Work to be completed — Once the images are removed, repeat all of the entries exactly.

Recorded data
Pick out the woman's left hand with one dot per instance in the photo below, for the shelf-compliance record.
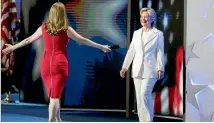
(160, 74)
(105, 48)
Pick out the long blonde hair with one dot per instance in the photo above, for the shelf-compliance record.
(57, 19)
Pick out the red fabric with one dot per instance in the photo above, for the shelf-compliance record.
(54, 64)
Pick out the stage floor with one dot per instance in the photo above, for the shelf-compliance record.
(26, 112)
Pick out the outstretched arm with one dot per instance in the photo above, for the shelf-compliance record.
(24, 42)
(75, 36)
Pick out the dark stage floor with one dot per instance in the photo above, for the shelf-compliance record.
(25, 112)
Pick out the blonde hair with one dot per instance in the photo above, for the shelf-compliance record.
(57, 19)
(151, 13)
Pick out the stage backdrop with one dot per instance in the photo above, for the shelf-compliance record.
(168, 93)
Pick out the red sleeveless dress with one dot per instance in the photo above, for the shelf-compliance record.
(54, 64)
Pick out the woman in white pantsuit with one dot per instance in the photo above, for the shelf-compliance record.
(147, 53)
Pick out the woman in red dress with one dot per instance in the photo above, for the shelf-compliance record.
(54, 64)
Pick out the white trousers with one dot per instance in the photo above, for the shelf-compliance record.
(143, 89)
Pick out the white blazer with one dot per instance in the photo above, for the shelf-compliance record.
(148, 55)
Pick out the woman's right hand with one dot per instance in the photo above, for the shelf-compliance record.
(10, 48)
(122, 72)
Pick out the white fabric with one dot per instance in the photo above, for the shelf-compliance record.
(143, 89)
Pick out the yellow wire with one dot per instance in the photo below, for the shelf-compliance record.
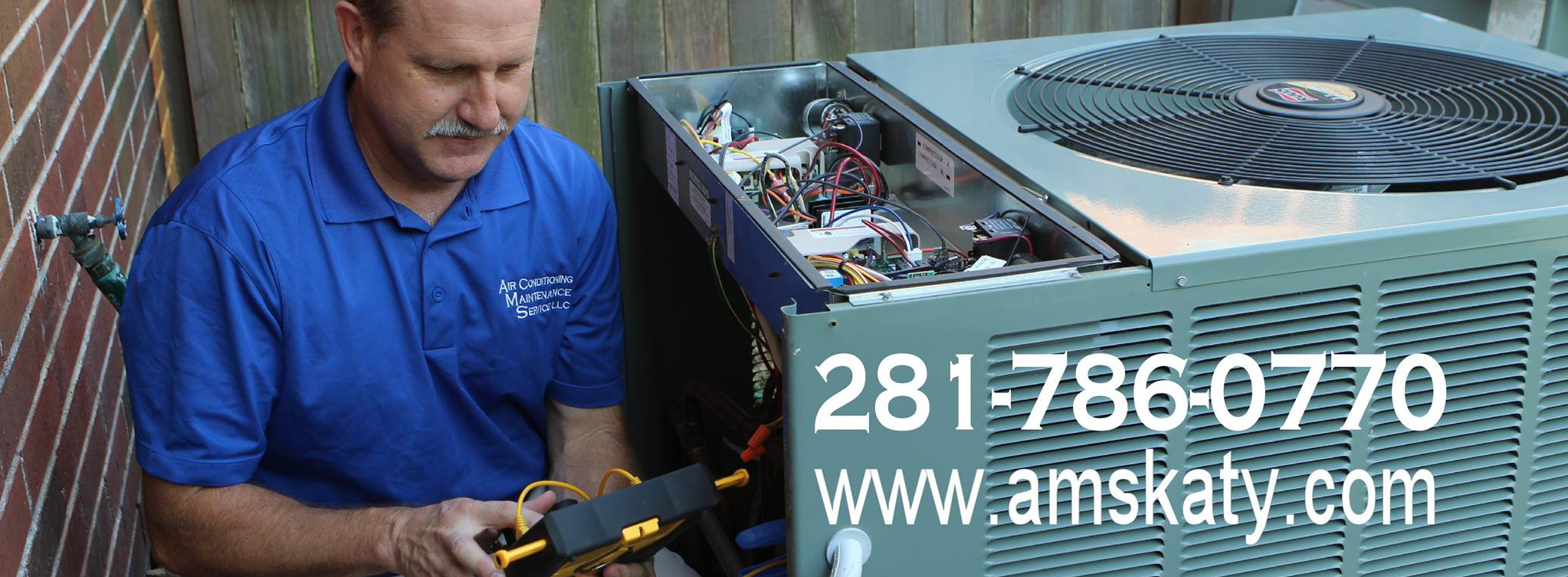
(617, 470)
(731, 148)
(523, 524)
(691, 129)
(766, 566)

Output of the exercise —
Pick out the woman's left hand with one dot per instance in the photo below, for the shelf-compliance record.
(160, 74)
(105, 48)
Pick out the long blonde hair with one dot per instance in the photo above, for the shelf-compliance record.
(57, 19)
Pick out the red fabric with one dot per instance in the photo above, for the shelf-compliance record.
(54, 64)
Pick out the stage floor with one dot per instance in the photo above, for the shelf-compliance record.
(26, 112)
Pick out the outstretched arm with one dot per instance in the photo above, for the shelf-compliance record.
(24, 42)
(75, 36)
Pick out the dark stage floor with one dot per instance in the photo above, for the shelf-compliance record.
(25, 112)
Pick out the blonde hair with one dot per instance in the photo above, for the shelf-compliance record.
(57, 19)
(151, 13)
Pick out the stage backdrop with one dot per instance in the photo above, for the shelf-compliance record.
(168, 93)
Pick out the red sleeveless dress with one dot per instance in the photo above, for the shelf-compliance record.
(54, 64)
Pick out the woman in white pantsuit with one dot per instance in the photo above, for the shelf-compliance record.
(147, 53)
Pick out the woman in red dress with one dot per instance in the photo above, for the shelf-compliance record.
(54, 64)
Pick out the white trousers with one dot per instance in the photo above, for the shelf-compliance record.
(143, 89)
Pick out the white blazer with one dot per instance in the photo above, for the shelf-compliance record.
(148, 55)
Pick out the woman's right hand with one dot per instance in the photo above, for the shelf-compliance record.
(10, 48)
(122, 72)
Pick out the white fabric with one dot per instance in the photo above, for the shelf-compliance record.
(143, 89)
Pick out the yellow wire with one dot per instance in the photo below, for the shelf-compliance record.
(617, 470)
(731, 148)
(523, 524)
(691, 129)
(766, 566)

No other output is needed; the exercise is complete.